Stated exercise 1 -> In the blog excerpt below, shorten the paragraph that begins "People at MIT's CSAIL has set up" while keeping its main facts.

Selected passage ->
::::

Monday, December 10, 2007

Oh Grace!

I held a jewel in my fingers
And went to sleep.
The day was warm, and winds were prosy;
I said: "’T will keep."

I woke and chid my honest fingers, --
The gem was gone;
And now an amethyst remembrance
Is all I own.
-- Emily Dickinson

Wednesday, December 05, 2007

Nagito ergo sum!

People lay the foundation of grand theories like Information Theory in their master thesis, and I am going to become the founder of the grand theory of Nagging through my work (primarily nagging to myself) here!

Monday, December 03, 2007

Become an expert in a field, or may be not!

I was playing around with this Lecture Browser of MIT, where I came to an interesting talk by Sylvia Nasar, the author of "A Beautiful Mind" which is the story of John Nash. Somewhere in the talk, she says something interesting about how and why Nash never tried to be an expert in any field:

... what he did was to simplify a complex problem that appeared to defy solution by pursuing a strategy that the experts in the field [had set up for] and he never tried to be an expert in any field because he felt that absorbing the work of other people would dull his creativity.

A friend of his once tried to describe Nash's style of thinking to me by saying: Everyone else would climb a pick by looking up for a path somewhere up the mountain, not Nash. Nash would go over a completely different mountain he would climb a completely different mountain and from that distant peak would shine a searchlight back on the first one...

Sunday, December 02, 2007

MIT's Lecture Browser, Dehkhoda and Moien online and Nastaliq!

People at MIT's CSAIL has set up this very interesting Lecture Browser system, which with the help of voice recognition systems, gives you the ability to search through lectures given at MIT (I think the whole audio and video database is not yet available there, but that is the plan).

In the introduction video the project is described like this:

"Conventional search engines are all text based, and that's been very effective, it's great. There's all sorts of text on the web but it doesn't do anything for audio and video materials and this type of data is just exploding these days it's becoming easier than ever to create, to store, to disseminate these kinds of data. Just look at the explosion of podcasting for example this project is all about letting people search inside video material of recorded lectures, to find particular snippets that they're interested in..."

::::

Rows ->
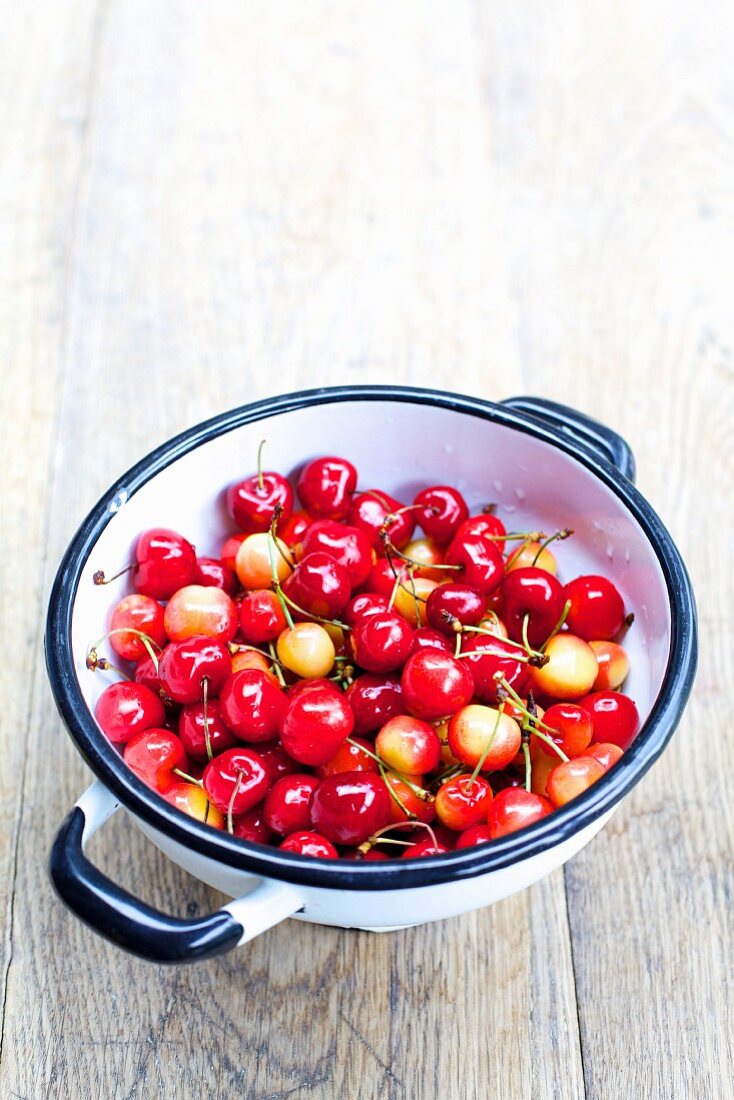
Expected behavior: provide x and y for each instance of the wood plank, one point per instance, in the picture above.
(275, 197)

::::

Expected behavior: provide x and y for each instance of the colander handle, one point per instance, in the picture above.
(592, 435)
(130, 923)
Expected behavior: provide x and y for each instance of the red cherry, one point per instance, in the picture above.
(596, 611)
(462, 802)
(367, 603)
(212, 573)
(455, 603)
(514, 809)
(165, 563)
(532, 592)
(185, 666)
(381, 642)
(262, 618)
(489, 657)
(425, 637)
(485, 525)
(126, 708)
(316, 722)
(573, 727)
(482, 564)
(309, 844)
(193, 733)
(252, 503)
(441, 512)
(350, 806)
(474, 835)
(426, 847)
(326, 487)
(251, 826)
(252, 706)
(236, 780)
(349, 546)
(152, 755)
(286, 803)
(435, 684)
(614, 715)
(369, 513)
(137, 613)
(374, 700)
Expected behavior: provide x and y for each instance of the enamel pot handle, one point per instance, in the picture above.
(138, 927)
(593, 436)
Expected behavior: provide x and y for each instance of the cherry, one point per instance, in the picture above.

::::

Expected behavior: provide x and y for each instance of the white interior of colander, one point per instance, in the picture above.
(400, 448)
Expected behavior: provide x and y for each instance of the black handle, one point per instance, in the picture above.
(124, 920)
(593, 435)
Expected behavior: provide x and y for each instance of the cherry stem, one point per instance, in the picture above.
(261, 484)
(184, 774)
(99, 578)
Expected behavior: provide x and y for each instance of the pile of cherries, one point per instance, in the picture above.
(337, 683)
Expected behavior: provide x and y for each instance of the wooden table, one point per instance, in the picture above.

::::

Stated exercise 2 -> Convert the rows into a JSON list of strings, one string per line, starting with the line that contains "red cherry, one" and going on through the line that contains "the cherry, one". Leave out blank lines and include nothing outside that span.

Exercise answer 1 -> MIT's CSAIL has built a Lecture Browser that uses voice recognition to let people search through lectures given at MIT. The writer thinks the full audio and video database isn't available there yet, but that is the plan.

Exercise answer 2 ->
[
  "Expected behavior: provide x and y for each instance of the red cherry, one point per instance, in the picture above.",
  "(596, 611)",
  "(462, 802)",
  "(367, 603)",
  "(212, 573)",
  "(455, 603)",
  "(514, 809)",
  "(165, 563)",
  "(532, 592)",
  "(185, 666)",
  "(381, 642)",
  "(262, 618)",
  "(489, 657)",
  "(425, 637)",
  "(485, 525)",
  "(126, 708)",
  "(316, 722)",
  "(573, 727)",
  "(482, 564)",
  "(309, 844)",
  "(193, 733)",
  "(252, 503)",
  "(441, 512)",
  "(350, 806)",
  "(474, 835)",
  "(426, 847)",
  "(326, 487)",
  "(251, 826)",
  "(252, 706)",
  "(236, 780)",
  "(349, 546)",
  "(152, 755)",
  "(286, 803)",
  "(435, 684)",
  "(614, 715)",
  "(369, 513)",
  "(137, 613)",
  "(374, 700)",
  "Expected behavior: provide x and y for each instance of the enamel pot handle, one point per instance, in the picture above.",
  "(138, 927)",
  "(593, 436)",
  "Expected behavior: provide x and y for each instance of the cherry, one point per instance, in the picture above."
]